■ **Your task**
Show every line in the entries below where the word "large" appears.

Region pointing data
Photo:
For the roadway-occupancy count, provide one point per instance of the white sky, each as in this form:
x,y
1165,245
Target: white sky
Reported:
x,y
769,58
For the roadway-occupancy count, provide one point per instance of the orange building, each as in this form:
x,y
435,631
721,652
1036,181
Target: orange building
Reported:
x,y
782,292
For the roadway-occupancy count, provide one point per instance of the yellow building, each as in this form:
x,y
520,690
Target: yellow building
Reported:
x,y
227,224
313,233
* * *
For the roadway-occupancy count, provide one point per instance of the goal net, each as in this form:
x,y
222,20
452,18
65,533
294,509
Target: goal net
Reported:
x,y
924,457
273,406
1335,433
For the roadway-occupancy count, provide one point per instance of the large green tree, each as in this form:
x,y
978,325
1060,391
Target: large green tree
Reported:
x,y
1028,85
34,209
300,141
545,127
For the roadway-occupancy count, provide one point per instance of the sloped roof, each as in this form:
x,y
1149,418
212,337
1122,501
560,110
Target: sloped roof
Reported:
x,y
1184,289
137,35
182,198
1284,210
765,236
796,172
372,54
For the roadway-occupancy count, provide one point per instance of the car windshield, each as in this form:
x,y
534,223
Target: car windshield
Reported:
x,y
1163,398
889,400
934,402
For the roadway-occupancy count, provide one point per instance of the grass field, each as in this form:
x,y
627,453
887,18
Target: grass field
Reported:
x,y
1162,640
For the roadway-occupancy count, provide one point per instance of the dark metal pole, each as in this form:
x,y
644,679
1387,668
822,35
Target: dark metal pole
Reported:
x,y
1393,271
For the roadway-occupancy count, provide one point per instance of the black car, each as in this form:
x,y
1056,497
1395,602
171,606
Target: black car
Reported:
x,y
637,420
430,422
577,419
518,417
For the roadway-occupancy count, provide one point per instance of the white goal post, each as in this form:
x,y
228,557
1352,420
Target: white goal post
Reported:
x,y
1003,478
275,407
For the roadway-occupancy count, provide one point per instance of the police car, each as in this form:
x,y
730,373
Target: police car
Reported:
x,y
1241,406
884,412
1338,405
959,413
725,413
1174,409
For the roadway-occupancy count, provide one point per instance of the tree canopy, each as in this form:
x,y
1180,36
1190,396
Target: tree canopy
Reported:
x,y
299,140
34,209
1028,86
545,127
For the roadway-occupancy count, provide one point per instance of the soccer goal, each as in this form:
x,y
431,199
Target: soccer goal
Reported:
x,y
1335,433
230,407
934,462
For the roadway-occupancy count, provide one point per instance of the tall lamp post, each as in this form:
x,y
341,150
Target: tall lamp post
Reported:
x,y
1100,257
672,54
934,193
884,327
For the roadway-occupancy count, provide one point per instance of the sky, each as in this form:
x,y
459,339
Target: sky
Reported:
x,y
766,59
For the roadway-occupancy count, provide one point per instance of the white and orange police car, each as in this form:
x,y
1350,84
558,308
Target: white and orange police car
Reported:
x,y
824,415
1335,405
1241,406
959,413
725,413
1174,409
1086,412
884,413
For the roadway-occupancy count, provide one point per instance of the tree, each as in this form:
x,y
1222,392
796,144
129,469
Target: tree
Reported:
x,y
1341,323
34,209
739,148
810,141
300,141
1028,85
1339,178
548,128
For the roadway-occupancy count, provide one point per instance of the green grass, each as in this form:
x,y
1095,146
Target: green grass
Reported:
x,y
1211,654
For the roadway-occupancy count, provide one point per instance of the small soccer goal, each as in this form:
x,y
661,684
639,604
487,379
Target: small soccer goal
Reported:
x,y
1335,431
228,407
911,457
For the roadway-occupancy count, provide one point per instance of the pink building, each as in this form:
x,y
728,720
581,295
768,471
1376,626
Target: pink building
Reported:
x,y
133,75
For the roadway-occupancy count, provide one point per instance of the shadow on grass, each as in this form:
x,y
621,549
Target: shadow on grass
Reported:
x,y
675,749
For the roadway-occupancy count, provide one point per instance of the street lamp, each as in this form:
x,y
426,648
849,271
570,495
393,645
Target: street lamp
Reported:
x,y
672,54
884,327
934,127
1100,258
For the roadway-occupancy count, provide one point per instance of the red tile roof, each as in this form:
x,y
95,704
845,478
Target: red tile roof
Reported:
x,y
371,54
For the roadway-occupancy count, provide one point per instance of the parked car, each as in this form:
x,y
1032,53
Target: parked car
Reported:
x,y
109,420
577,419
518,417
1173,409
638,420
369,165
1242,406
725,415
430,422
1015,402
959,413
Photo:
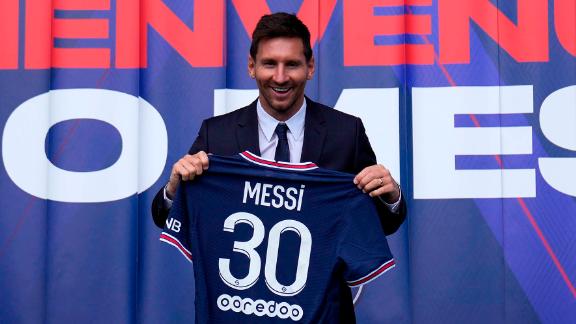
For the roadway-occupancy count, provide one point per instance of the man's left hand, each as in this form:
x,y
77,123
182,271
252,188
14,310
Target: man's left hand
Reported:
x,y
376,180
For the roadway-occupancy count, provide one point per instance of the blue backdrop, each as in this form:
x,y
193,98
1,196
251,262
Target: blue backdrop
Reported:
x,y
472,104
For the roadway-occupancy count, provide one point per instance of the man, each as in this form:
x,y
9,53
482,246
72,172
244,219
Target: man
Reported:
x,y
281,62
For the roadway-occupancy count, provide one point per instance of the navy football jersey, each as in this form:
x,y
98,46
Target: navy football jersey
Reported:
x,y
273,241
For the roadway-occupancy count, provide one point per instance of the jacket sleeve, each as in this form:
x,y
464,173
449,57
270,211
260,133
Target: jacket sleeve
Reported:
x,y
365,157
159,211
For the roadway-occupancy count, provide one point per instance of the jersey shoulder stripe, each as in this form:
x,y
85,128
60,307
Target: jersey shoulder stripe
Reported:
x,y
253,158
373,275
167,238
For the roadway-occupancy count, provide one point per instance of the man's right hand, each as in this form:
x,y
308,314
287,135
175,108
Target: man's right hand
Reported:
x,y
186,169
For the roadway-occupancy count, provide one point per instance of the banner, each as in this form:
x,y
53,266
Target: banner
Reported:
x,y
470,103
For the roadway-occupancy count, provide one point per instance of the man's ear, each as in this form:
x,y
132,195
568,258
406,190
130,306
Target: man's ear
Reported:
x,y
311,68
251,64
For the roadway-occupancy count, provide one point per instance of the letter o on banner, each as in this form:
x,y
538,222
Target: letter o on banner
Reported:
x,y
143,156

■ **Expected answer**
For the roadway-occupancy count, provide one point per instance of the large green tree, each as in this form:
Target: large green tree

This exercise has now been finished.